+++ Material +++

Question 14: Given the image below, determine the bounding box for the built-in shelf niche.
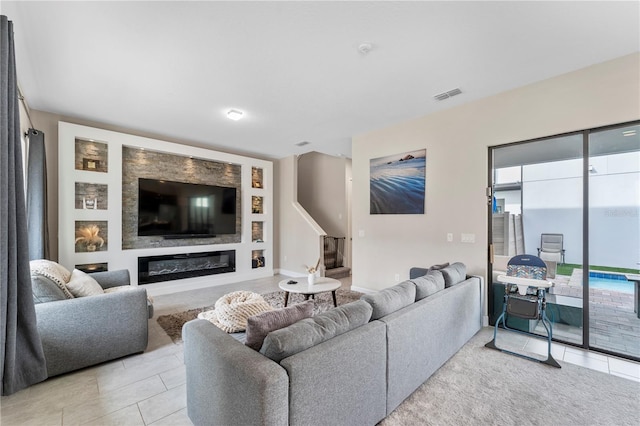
[251,250,265,269]
[75,138,109,173]
[251,195,264,214]
[75,220,109,253]
[251,167,264,188]
[251,222,264,243]
[75,182,109,210]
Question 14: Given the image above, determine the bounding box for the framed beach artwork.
[369,149,427,214]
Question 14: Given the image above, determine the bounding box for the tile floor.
[0,276,640,426]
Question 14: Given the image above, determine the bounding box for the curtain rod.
[18,86,35,129]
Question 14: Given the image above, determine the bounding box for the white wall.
[274,156,324,276]
[298,152,347,237]
[352,54,640,290]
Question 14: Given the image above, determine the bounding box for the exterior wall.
[352,54,640,290]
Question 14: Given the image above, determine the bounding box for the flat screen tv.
[138,178,236,238]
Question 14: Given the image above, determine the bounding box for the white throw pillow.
[29,259,73,299]
[67,269,104,297]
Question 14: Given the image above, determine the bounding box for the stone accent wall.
[122,146,242,250]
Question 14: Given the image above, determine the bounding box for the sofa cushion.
[67,269,104,297]
[360,281,416,321]
[29,259,73,299]
[245,300,314,351]
[260,300,373,362]
[440,262,467,288]
[411,270,444,301]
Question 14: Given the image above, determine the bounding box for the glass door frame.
[486,120,640,361]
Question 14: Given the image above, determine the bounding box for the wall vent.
[433,88,462,101]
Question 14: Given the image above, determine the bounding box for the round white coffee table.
[278,277,342,306]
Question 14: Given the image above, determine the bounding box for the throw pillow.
[360,281,416,321]
[67,269,104,297]
[260,300,373,362]
[245,300,314,351]
[429,262,449,271]
[440,262,467,288]
[29,259,73,299]
[411,270,444,301]
[31,275,68,305]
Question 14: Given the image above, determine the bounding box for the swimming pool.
[589,272,633,294]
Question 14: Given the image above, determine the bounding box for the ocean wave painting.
[369,149,427,214]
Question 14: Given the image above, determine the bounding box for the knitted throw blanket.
[198,291,273,333]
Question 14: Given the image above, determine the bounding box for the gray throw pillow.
[31,275,67,305]
[429,262,449,271]
[245,300,314,351]
[260,300,372,362]
[360,281,416,321]
[440,262,467,288]
[411,270,444,301]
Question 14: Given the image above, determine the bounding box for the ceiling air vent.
[433,88,462,101]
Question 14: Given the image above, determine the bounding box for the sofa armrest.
[35,288,148,377]
[182,319,289,425]
[89,269,131,289]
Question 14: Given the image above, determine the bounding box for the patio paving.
[540,269,640,358]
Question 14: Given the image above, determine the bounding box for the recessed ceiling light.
[227,109,244,121]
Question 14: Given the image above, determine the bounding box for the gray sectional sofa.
[183,263,483,425]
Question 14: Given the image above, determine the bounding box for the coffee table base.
[284,290,338,308]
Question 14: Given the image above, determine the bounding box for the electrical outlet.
[460,234,476,243]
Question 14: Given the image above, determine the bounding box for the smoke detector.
[358,41,373,55]
[433,87,462,101]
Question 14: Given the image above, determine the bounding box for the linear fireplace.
[138,250,236,284]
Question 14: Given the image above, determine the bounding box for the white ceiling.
[1,0,640,158]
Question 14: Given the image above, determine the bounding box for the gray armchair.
[31,270,153,377]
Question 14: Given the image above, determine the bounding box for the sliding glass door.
[587,125,640,358]
[490,133,583,345]
[489,123,640,359]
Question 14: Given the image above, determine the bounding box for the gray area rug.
[379,328,640,426]
[156,289,362,343]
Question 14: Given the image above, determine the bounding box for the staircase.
[324,235,351,279]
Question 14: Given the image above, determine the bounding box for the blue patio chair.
[485,254,561,368]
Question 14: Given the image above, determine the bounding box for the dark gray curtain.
[27,129,49,260]
[0,15,47,395]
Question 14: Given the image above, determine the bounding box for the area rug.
[379,328,640,426]
[157,289,362,343]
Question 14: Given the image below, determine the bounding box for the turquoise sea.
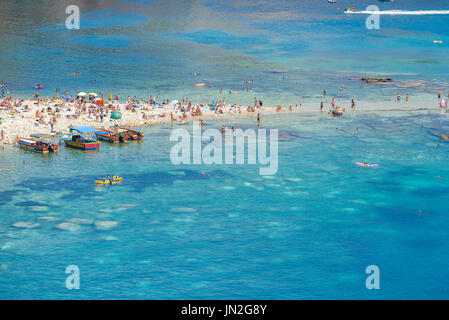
[0,0,449,299]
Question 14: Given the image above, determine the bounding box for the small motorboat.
[331,107,343,117]
[95,176,123,186]
[95,129,128,143]
[355,162,379,168]
[61,127,100,150]
[117,128,144,141]
[17,138,58,153]
[345,7,355,13]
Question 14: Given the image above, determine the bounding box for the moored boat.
[61,127,100,150]
[117,128,144,141]
[17,138,58,153]
[95,129,128,143]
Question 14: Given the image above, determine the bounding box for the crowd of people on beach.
[0,80,449,146]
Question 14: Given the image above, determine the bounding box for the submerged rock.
[361,78,393,83]
[28,206,48,211]
[170,207,196,213]
[69,218,94,224]
[55,222,81,232]
[95,221,118,231]
[37,216,60,221]
[12,221,39,229]
[115,203,136,210]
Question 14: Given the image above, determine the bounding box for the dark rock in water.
[12,221,39,229]
[95,221,118,231]
[361,78,393,83]
[55,222,80,232]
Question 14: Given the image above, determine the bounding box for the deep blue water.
[0,0,449,299]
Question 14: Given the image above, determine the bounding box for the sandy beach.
[0,98,282,144]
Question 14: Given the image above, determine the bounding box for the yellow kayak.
[95,176,123,186]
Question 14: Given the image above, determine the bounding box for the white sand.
[0,99,273,144]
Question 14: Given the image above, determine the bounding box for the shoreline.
[0,97,447,145]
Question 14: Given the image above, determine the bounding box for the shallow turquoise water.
[0,111,449,299]
[0,0,449,105]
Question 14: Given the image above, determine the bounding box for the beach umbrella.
[193,83,206,104]
[111,112,122,120]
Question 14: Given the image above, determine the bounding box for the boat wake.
[345,10,449,16]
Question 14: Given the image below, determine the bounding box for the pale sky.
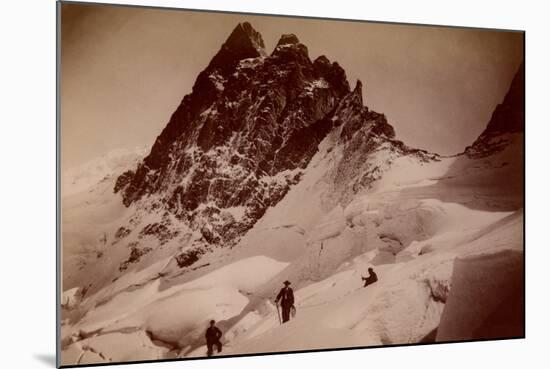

+++

[Stated problem]
Please set out everything in the material above, from the line containing "ocean wave painting." down to the line containing "[1,0,640,158]" with both ends included, as a Markdown table. Give it an "Index" column that numbers each row and a "Text" column that holds the line, and leave out any blank lines.

[Exercise result]
| Index | Text |
|---|---|
| 1 | Question 14: Given the image above, determine the bounding box for the ocean wave painting. |
| 2 | [369,149,427,214] |
| 3 | Question 14: Given the image above, determine the bounding box for the knitted throw blanket. |
| 4 | [198,291,273,333] |
| 5 | Question 14: Given the image above, determine the bounding box for the gray throw pillow. |
| 6 | [31,275,67,305] |
| 7 | [429,262,449,271] |
| 8 | [245,300,314,351] |
| 9 | [260,300,372,362] |
| 10 | [360,281,416,321] |
| 11 | [440,262,467,288] |
| 12 | [411,270,444,301] |
| 13 | Question 14: Given the image above, determine the bounding box for the ceiling air vent. |
| 14 | [433,88,462,101] |
| 15 | Question 14: Given the image above, determine the bounding box for the sofa armrest. |
| 16 | [35,288,148,377] |
| 17 | [182,319,289,425] |
| 18 | [89,269,131,289] |
| 19 | Question 14: Given the image above, determine the bounding box for the patio paving. |
| 20 | [540,269,640,358] |
| 21 | Question 14: Given the image above, determine the bounding box for the recessed ceiling light. |
| 22 | [227,109,244,121] |
| 23 | Question 14: Given the image above, determine the bounding box for the gray sectional sofa. |
| 24 | [183,263,483,425] |
| 25 | Question 14: Given the image above, determine the bounding box for the coffee table base. |
| 26 | [284,290,338,308] |
| 27 | Question 14: Given the image above, determine the bounding box for the electrical outlet. |
| 28 | [460,234,476,243] |
| 29 | Question 14: Given the image above, determine the bounding box for the smoke detector. |
| 30 | [358,41,373,55] |
| 31 | [433,87,462,101] |
| 32 | Question 14: Given the image above, determine the bounding box for the linear fireplace. |
| 33 | [138,250,236,284] |
| 34 | Question 14: Given the image above, determine the bounding box for the white ceiling. |
| 35 | [1,0,640,158] |